**Consegna**
Prosegua la recensione della commedia ambientata nell'ospizio per anziani a partire dall'ultima frase riportata.
==== Sezione del testo ====
Il registro preponderante è la bitter comedy: amara per le ragioni che tengono insieme i personaggi tuttavia anche soave, suadente, allegra per la leggerezza in cui i protagonisti ed i gregari agiscono – senza dimenticare le lenti della profondità e dell’ironia – temi importanti come il fine vita, il conflitto inter-generazionale, la violenza, la malattia, la solitudine, l’amore, il desiderio.

Due giovani, uno della high society ed uno proletario, vengono mandati ai lavori socialmente utili 

in un ospizio per anziani indubbiamente upper class: Carlo (Alessandro Fella) si becca un anno perché ha quasi ucciso due donne in un incidente stradale  – una delle quali è la capo infermiera della struttura Luisa (Lucia Rossi) – e Manuel (uno strepitoso gregario, Riccardo Gudese) è stato sorpreso in flagranza di spaccio e si becca 18 mesi.

La loro vita e il peso che da qui in poi daranno alle loro geografie familiari e sentimentali cambia in modo copernicano al contatto con la vita lieve – pesante e fragile insieme – degli anziani pazienti, ospiti affatto permanenti di un mondo che ha già azzerato il loro valore.
==== Dati forniti ====
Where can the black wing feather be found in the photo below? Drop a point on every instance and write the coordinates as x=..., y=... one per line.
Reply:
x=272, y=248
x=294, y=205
====
**Risultato dell'esercizio**
Il cast degli ‘ospiti’ dell’ospizio è stellare: si tratta dei migliori attori italiani di teatro, cinema e televisione degli ultimi cinquant’anni (da Eros Pagni, un ex colonnello, a Massimo De Francovich, un ex fotografo ed il protagonista la cui stanza è stata meticolosamente ricostruita uguale a quella di Dino Risi, fino ad Elena Cotta e a tutti gli altri: un ex attrice, un ex scienziato, un playboy, una coppia con la moglie malata di Alzehimer che celebreranno di nuovo il loro matrimonio, due sorelle bon vivant…).

Il livello biografico della storia – soggetto e sceneggiatura originali firmati dal regista, da Riccardo de Torrebruna e Francesco Frangipane (con Enrico Galliano) – è magistralmente ‘condotto’ uber alles grazie alla poesia che crea un registro intellettuale e finanche metafisico della relazione tra il sé dell’oggi e le proprie radici familiari.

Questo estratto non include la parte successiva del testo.